Text excerpt:
★ ★ ★ ★ ★
That means it’s not enough to understand your volume of LLM traffic. You also need to monitor the velocity of that growth.
LLMs are expanding as consumer adoption grows, and prompt algorithms keep changing. Between those two variables, you can see dramatic swings that you need to monitor.
Dig deeper: LLM optimization in 2026: Tracking, visibility, and what’s next for AI discovery
Sources referenced in responses are shifting
The sources cited in LLM responses are changing quickly.
Here’s a look at our dataset since September of last year. The data comes from monitoring more than 5,000 prompts and their responses across various LLM APIs, including Gemini, ChatGPT, and Perplexity.

YouTube links and citations have increased over the last 30 days. Reddit saw similar growth, though that traffic recently leveled off.
These shifts in citations and links will affect the traffic that eventually reaches your site, and they may also influence your ad and content strategies.
If you don’t monitor this data, you won’t see these changes. LLMs don’t provide this information directly — you can only access it through a third-party tool.
★ ★ ★ ★ ★
Exercise 1: In the excerpt on LLM traffic, rewrite the passage starting at "Dig deeper: LLM" and ending at "and content strategies.", putting "Wikipedia" in place of "Reddit".
Exercise 2: Decide whether each statement agrees with the excerpt on LLM traffic, answering yes or no and quoting the words that settle it: (a) The dataset draws on more than 5,000 prompts and their responses. (b) Reddit traffic is still climbing. (c) LLMs supply citation data directly.
Work only from the excerpt on LLM traffic, without outside knowledge.
★ ★ ★ ★ ★
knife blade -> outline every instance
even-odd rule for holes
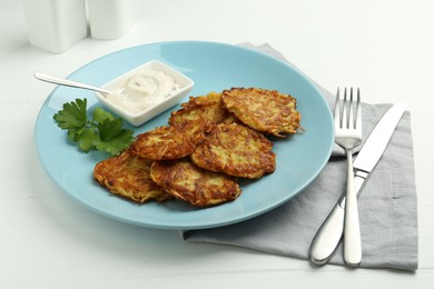
[[[371,172],[382,158],[405,109],[405,103],[396,103],[388,109],[358,152],[353,163],[357,196],[361,193]],[[345,193],[342,195],[312,241],[309,250],[309,259],[312,262],[324,265],[333,256],[342,238],[344,218]]]

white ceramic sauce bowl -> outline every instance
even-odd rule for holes
[[[151,60],[105,83],[102,88],[111,91],[118,91],[120,88],[122,88],[122,86],[125,86],[128,79],[131,79],[131,77],[145,70],[164,72],[172,80],[175,80],[179,88],[170,92],[170,94],[162,100],[151,103],[139,111],[127,109],[125,106],[117,103],[117,101],[112,101],[112,99],[110,99],[112,96],[96,92],[98,100],[105,107],[136,127],[144,124],[149,119],[179,103],[181,99],[188,96],[195,84],[190,78],[169,67],[168,64],[157,60]]]

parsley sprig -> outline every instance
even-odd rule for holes
[[[80,150],[100,150],[111,156],[119,155],[129,147],[132,130],[124,129],[124,120],[97,107],[92,119],[88,118],[87,99],[63,103],[63,109],[55,114],[59,128],[68,131],[68,139],[78,143]]]

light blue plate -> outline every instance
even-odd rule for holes
[[[331,110],[320,92],[297,69],[245,48],[214,42],[165,42],[139,46],[99,58],[69,78],[101,86],[117,76],[157,59],[190,77],[193,96],[231,87],[258,87],[290,93],[302,113],[303,133],[274,139],[276,171],[255,181],[241,181],[241,196],[226,205],[197,209],[181,201],[136,205],[110,195],[93,181],[101,152],[83,153],[68,142],[53,114],[63,102],[87,98],[88,108],[100,106],[93,92],[57,87],[43,103],[36,124],[37,150],[55,182],[86,207],[107,217],[161,229],[198,229],[239,222],[283,205],[309,185],[326,165],[333,147]],[[187,101],[187,99],[185,99]],[[150,120],[136,134],[167,124],[170,111]]]

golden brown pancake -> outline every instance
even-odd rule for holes
[[[198,167],[235,177],[256,179],[276,169],[273,142],[263,133],[239,123],[213,126],[191,153]]]
[[[131,143],[131,151],[151,160],[180,159],[195,151],[209,128],[205,121],[155,128],[138,134]]]
[[[168,193],[197,207],[233,201],[241,193],[229,177],[200,169],[188,158],[155,161],[150,177]]]
[[[234,122],[234,117],[221,107],[221,93],[190,97],[181,103],[181,109],[171,112],[169,124],[175,126],[191,120],[208,120],[211,123]]]
[[[150,179],[150,160],[126,150],[119,156],[98,162],[93,177],[110,192],[136,202],[165,201],[172,198]]]
[[[224,90],[221,104],[247,127],[285,137],[282,133],[296,133],[300,113],[296,110],[296,99],[276,90],[259,88],[233,88]]]

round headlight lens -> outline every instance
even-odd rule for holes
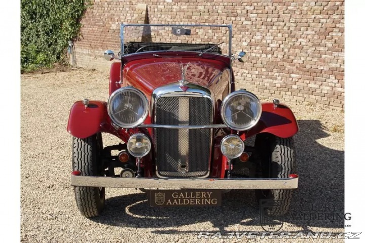
[[[244,144],[237,135],[226,136],[221,142],[221,150],[230,159],[238,158],[244,150]]]
[[[131,128],[144,121],[148,106],[147,98],[142,92],[133,87],[124,87],[111,95],[108,101],[108,113],[117,125]]]
[[[232,129],[249,129],[261,116],[261,103],[256,95],[244,90],[231,93],[223,101],[221,115],[225,124]]]
[[[134,157],[143,157],[151,150],[150,139],[142,133],[136,133],[131,136],[127,143],[129,153]]]

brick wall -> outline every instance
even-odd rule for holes
[[[337,0],[95,0],[75,43],[79,66],[108,69],[120,50],[119,24],[231,24],[239,88],[261,98],[343,108],[344,6]]]

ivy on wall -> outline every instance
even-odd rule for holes
[[[62,61],[90,0],[21,0],[21,72]]]

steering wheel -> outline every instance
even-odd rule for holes
[[[143,50],[148,47],[148,48],[152,48],[153,50]],[[155,50],[153,50],[153,49],[155,49]],[[143,51],[143,52],[147,52],[147,51],[152,52],[153,51],[161,51],[161,50],[162,49],[161,49],[161,47],[158,46],[155,46],[154,45],[148,45],[148,46],[144,46],[141,47],[140,48],[138,49],[137,51],[136,51],[135,53],[137,53],[137,52],[138,52],[140,51]]]

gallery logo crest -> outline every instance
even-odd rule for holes
[[[157,205],[162,205],[165,202],[165,193],[164,192],[155,193],[155,202]]]

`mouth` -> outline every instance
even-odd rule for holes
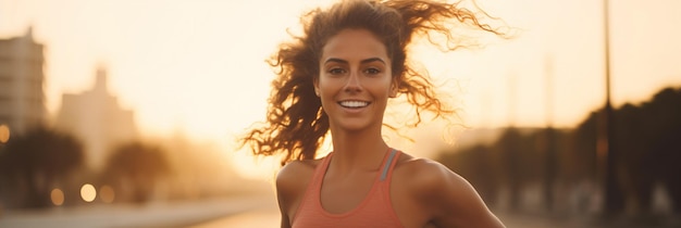
[[[361,107],[368,106],[369,102],[367,101],[340,101],[338,102],[338,104],[347,109],[361,109]]]

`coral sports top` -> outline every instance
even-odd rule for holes
[[[400,152],[391,149],[383,159],[381,170],[364,200],[354,210],[332,214],[322,207],[320,192],[322,180],[333,153],[317,166],[312,180],[305,192],[298,212],[293,219],[294,228],[319,227],[403,227],[391,203],[391,177]]]

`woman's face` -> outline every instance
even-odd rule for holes
[[[397,91],[385,46],[369,30],[342,30],[322,50],[314,90],[332,130],[380,129]]]

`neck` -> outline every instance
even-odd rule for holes
[[[332,130],[334,169],[350,173],[380,168],[388,150],[381,136],[381,129],[352,132]]]

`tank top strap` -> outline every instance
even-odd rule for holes
[[[381,178],[379,179],[379,181],[384,181],[386,179],[389,181],[391,176],[393,175],[393,168],[395,167],[395,164],[397,164],[398,159],[399,151],[391,149],[387,160],[385,161],[381,169]]]

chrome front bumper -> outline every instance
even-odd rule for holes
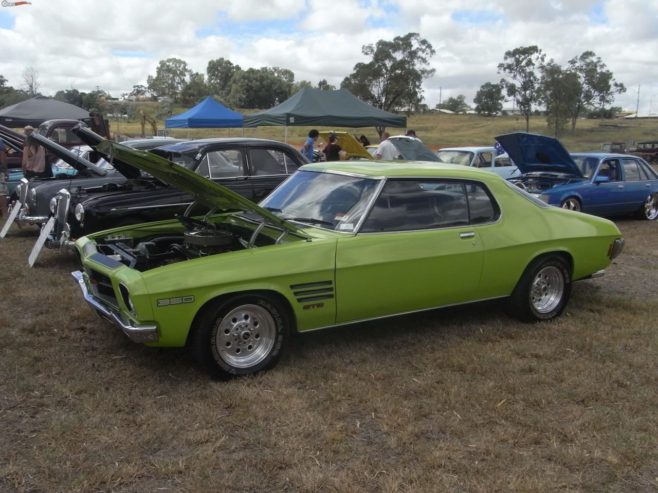
[[[47,216],[28,216],[24,209],[19,210],[16,218],[16,222],[20,224],[41,224],[47,222]]]
[[[158,330],[156,325],[134,325],[130,319],[127,322],[124,321],[123,315],[120,310],[109,306],[94,298],[89,293],[89,290],[87,287],[87,282],[85,281],[84,274],[82,271],[74,271],[71,273],[71,275],[78,281],[78,286],[82,291],[82,296],[84,296],[85,301],[87,302],[91,311],[100,318],[109,321],[115,327],[122,330],[134,342],[158,342]]]

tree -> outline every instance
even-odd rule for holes
[[[392,41],[365,45],[361,51],[370,61],[355,65],[341,87],[385,111],[415,108],[422,102],[422,81],[434,74],[434,69],[426,68],[436,53],[429,41],[410,32]],[[385,128],[376,128],[381,137]]]
[[[146,80],[149,91],[159,96],[169,96],[178,101],[190,74],[188,63],[180,59],[161,60],[155,69],[155,76]]]
[[[466,96],[463,94],[460,94],[457,97],[449,97],[440,105],[437,105],[436,108],[440,110],[448,110],[455,113],[463,113],[470,109],[470,106],[466,103]]]
[[[84,95],[84,93],[81,93],[77,89],[71,87],[64,91],[58,91],[55,93],[55,99],[82,108]]]
[[[234,65],[230,60],[223,58],[211,60],[206,67],[207,80],[213,94],[218,97],[228,95],[231,90],[231,79],[242,69],[240,65]]]
[[[231,80],[228,102],[238,108],[267,108],[290,97],[295,76],[287,69],[249,68]]]
[[[23,84],[21,86],[30,97],[34,97],[39,93],[39,88],[41,86],[39,72],[32,67],[28,67],[23,70]]]
[[[195,105],[206,97],[209,92],[205,76],[203,74],[193,72],[190,76],[190,82],[183,88],[180,99],[186,105]]]
[[[594,51],[584,51],[569,61],[569,70],[578,80],[578,94],[571,112],[571,131],[586,106],[599,103],[603,110],[611,104],[615,94],[626,92],[622,83],[617,83],[613,74],[605,69],[605,64]]]
[[[475,103],[475,111],[478,114],[486,114],[488,116],[498,114],[503,111],[503,85],[492,82],[485,82],[480,86],[480,89],[475,94],[473,103]]]
[[[322,79],[321,81],[318,82],[318,89],[320,91],[336,91],[336,86],[332,85],[327,82],[326,79]]]
[[[505,74],[511,80],[501,79],[500,83],[526,119],[526,131],[530,129],[532,103],[536,102],[535,91],[539,78],[535,69],[544,62],[544,58],[537,46],[520,46],[505,51],[503,62],[498,64],[498,73]]]
[[[564,70],[553,60],[542,64],[537,101],[546,106],[548,129],[559,139],[567,128],[578,88],[572,72]]]

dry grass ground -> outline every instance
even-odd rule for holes
[[[0,241],[0,491],[655,492],[658,222],[524,325],[496,303],[300,336],[209,380],[83,306],[72,256]]]

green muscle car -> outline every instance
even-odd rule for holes
[[[78,239],[86,300],[135,342],[188,345],[219,378],[272,367],[292,331],[497,298],[549,320],[623,247],[607,220],[465,166],[309,164],[256,205],[152,154],[97,150],[195,202]]]

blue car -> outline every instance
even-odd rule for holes
[[[658,218],[658,174],[642,158],[570,154],[556,139],[534,133],[495,139],[522,174],[509,181],[550,205],[595,216]]]

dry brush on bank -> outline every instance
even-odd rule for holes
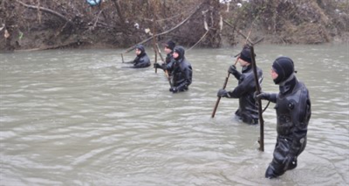
[[[252,25],[254,37],[263,35],[267,42],[321,43],[349,32],[349,4],[344,0],[104,0],[91,6],[85,0],[2,0],[0,50],[125,47],[154,35],[160,41],[218,47],[236,44],[237,31]]]

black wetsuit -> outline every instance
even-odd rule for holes
[[[178,91],[184,91],[187,90],[191,84],[192,69],[184,56],[184,48],[176,46],[174,49],[178,51],[178,57],[170,62],[165,69],[172,72],[173,88]]]
[[[260,84],[263,80],[263,72],[258,67],[257,72]],[[234,76],[238,80],[238,85],[232,91],[227,92],[227,97],[239,98],[239,108],[235,115],[245,123],[258,124],[258,107],[256,106],[256,101],[253,97],[256,91],[256,83],[252,65],[244,67],[242,73],[237,73]]]
[[[311,115],[308,90],[293,75],[280,85],[279,94],[271,94],[268,100],[276,103],[278,134],[273,159],[266,172],[266,178],[282,175],[297,167],[297,157],[307,144],[308,124]]]

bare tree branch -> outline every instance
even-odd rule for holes
[[[185,22],[186,22],[186,21],[187,21],[187,20],[188,20],[188,19],[189,19],[196,12],[196,11],[197,11],[197,10],[199,9],[199,8],[200,8],[200,7],[201,6],[201,5],[203,3],[203,2],[201,2],[200,4],[199,4],[197,6],[196,6],[196,8],[195,8],[195,9],[192,11],[192,12],[191,12],[191,13],[190,15],[189,15],[189,16],[188,16],[188,17],[187,17],[185,19],[183,20],[182,20],[181,22],[180,22],[179,24],[177,24],[176,25],[175,25],[174,27],[173,27],[172,28],[171,28],[171,29],[169,29],[169,30],[166,30],[166,31],[163,31],[163,32],[161,32],[161,33],[158,33],[158,34],[155,34],[155,35],[153,35],[153,36],[152,36],[152,37],[149,37],[149,38],[147,38],[147,39],[145,39],[145,40],[144,40],[141,41],[140,42],[139,42],[138,43],[137,43],[137,44],[135,44],[135,45],[132,46],[132,47],[130,47],[130,48],[128,48],[128,49],[126,49],[126,51],[125,51],[124,52],[123,52],[123,53],[128,53],[128,52],[130,52],[130,51],[132,51],[132,50],[133,50],[134,49],[135,49],[135,48],[136,47],[136,46],[137,44],[141,44],[144,43],[145,43],[145,42],[148,42],[148,41],[150,41],[150,40],[151,40],[152,39],[153,39],[153,38],[154,37],[158,37],[158,36],[160,36],[160,35],[164,35],[164,34],[166,34],[166,33],[171,32],[172,32],[172,31],[174,31],[174,30],[175,30],[176,28],[178,28],[178,27],[180,26],[180,25],[181,25],[182,24],[184,24],[184,23],[185,23]]]
[[[71,22],[71,21],[70,20],[70,19],[67,18],[67,17],[66,17],[64,15],[62,15],[61,14],[60,14],[56,11],[53,11],[51,9],[46,8],[45,8],[43,7],[39,6],[34,6],[34,5],[27,4],[25,4],[24,2],[21,2],[18,0],[16,0],[16,1],[17,1],[18,3],[19,3],[21,5],[22,5],[25,7],[26,7],[29,9],[38,9],[38,10],[40,10],[40,11],[42,11],[43,12],[46,12],[48,13],[50,13],[50,14],[52,14],[53,15],[55,15],[57,17],[58,17],[60,18],[61,19],[65,20],[65,21]]]

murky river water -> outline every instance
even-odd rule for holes
[[[287,55],[312,104],[298,167],[272,180],[264,173],[276,142],[274,104],[263,115],[264,152],[257,150],[259,126],[233,118],[237,100],[222,98],[210,117],[240,47],[189,51],[193,83],[175,94],[162,71],[122,68],[121,50],[0,54],[0,185],[347,185],[348,48],[255,48],[265,91],[278,91],[271,65]],[[231,78],[227,87],[236,84]]]

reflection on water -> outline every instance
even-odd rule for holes
[[[275,180],[264,178],[276,141],[273,104],[263,114],[264,152],[259,127],[233,118],[237,100],[222,99],[210,118],[240,49],[187,52],[193,83],[176,94],[162,71],[122,68],[120,51],[0,54],[1,185],[348,184],[348,46],[256,47],[264,91],[278,91],[270,66],[287,55],[312,100],[298,167]],[[227,88],[237,83],[231,78]]]

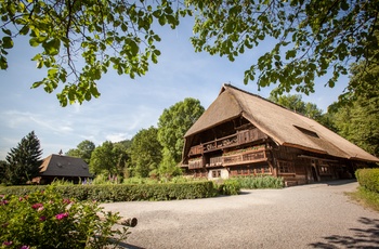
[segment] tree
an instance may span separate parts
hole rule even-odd
[[[77,148],[70,148],[66,153],[66,156],[80,157],[87,163],[90,163],[91,154],[95,149],[95,144],[89,140],[84,140],[77,145]]]
[[[133,174],[140,178],[147,178],[157,173],[161,161],[162,146],[157,139],[158,130],[154,127],[139,131],[130,147],[131,165]]]
[[[225,1],[190,0],[196,15],[196,51],[234,61],[262,42],[273,45],[245,71],[244,82],[279,83],[277,93],[314,92],[316,77],[331,69],[327,86],[348,74],[351,60],[367,62],[378,45],[379,1]]]
[[[116,170],[117,175],[128,176],[125,170],[130,161],[129,148],[131,146],[131,141],[125,140],[118,143],[114,143],[113,154],[116,157]]]
[[[337,132],[376,156],[379,155],[378,47],[368,51],[369,64],[361,62],[351,66],[350,91],[328,108]]]
[[[192,43],[234,61],[247,50],[272,41],[245,71],[245,83],[257,79],[261,88],[278,84],[278,93],[314,92],[316,77],[331,69],[332,88],[348,74],[351,60],[368,62],[367,51],[377,45],[379,1],[230,1],[140,0],[118,1],[35,0],[0,2],[0,68],[8,68],[8,51],[18,36],[42,52],[34,56],[47,77],[32,84],[49,93],[64,83],[57,99],[67,103],[99,97],[96,88],[109,67],[131,78],[144,75],[157,63],[160,37],[153,24],[175,28],[181,16],[196,13]],[[267,42],[269,41],[269,42]],[[78,57],[82,60],[77,60]],[[80,63],[83,66],[79,68]],[[360,89],[357,89],[360,90]]]
[[[13,185],[26,184],[39,174],[42,149],[34,131],[21,140],[6,155],[5,175]]]
[[[375,156],[379,156],[378,101],[378,95],[369,100],[360,97],[349,105],[338,105],[332,114],[338,133]]]
[[[117,173],[117,156],[114,154],[114,144],[105,141],[93,152],[90,160],[90,171],[94,174],[106,173],[114,175]]]
[[[144,0],[3,0],[0,68],[8,68],[14,40],[29,36],[30,47],[39,49],[32,61],[47,70],[32,88],[42,86],[51,93],[64,83],[57,94],[62,106],[90,101],[100,96],[96,81],[109,67],[133,79],[144,75],[151,62],[157,63],[160,51],[155,43],[160,37],[153,23],[175,28],[179,14],[185,13],[174,11],[168,0],[149,4]]]
[[[187,97],[165,109],[158,121],[158,141],[177,163],[182,159],[185,132],[202,115],[200,101]]]
[[[8,163],[4,160],[0,160],[0,183],[6,183],[5,170],[8,169]]]
[[[348,91],[339,96],[339,104],[347,105],[360,97],[378,100],[379,30],[375,31],[375,37],[377,42],[369,47],[368,60],[351,65]]]

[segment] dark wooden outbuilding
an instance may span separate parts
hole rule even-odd
[[[208,179],[271,174],[295,185],[352,178],[379,162],[315,120],[231,84],[184,139],[182,167]]]
[[[91,178],[89,167],[83,159],[52,154],[43,159],[40,175],[34,182],[49,184],[54,180],[65,180],[79,183]]]

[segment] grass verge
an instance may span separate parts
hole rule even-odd
[[[379,212],[379,193],[360,186],[356,192],[347,193],[347,195],[360,205]]]

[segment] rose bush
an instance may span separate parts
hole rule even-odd
[[[127,227],[114,228],[118,213],[62,198],[54,188],[0,196],[0,248],[116,248],[127,238]]]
★ ★ ★ ★ ★
Reply 1:
Dig deeper: LLM optimization in 2026: Tracking, visibility, and what’s next for AI discovery
Sources referenced in responses are shifting
The sources cited in LLM responses are changing quickly.
Here’s a look at our dataset since September of last year. The data comes from monitoring more than 5,000 prompts and their responses across various LLM APIs, including Gemini, ChatGPT, and Perplexity.

YouTube links and citations have increased over the last 30 days. Wikipedia saw similar growth, though that traffic recently leveled off.
These shifts in citations and links will affect the traffic that eventually reaches your site, and they may also influence your ad and content strategies.

Reply 2:
(a) Yes: "monitoring more than 5,000 prompts and their responses"
(b) No: "that traffic recently leveled off"
(c) No: "LLMs don’t provide this information directly"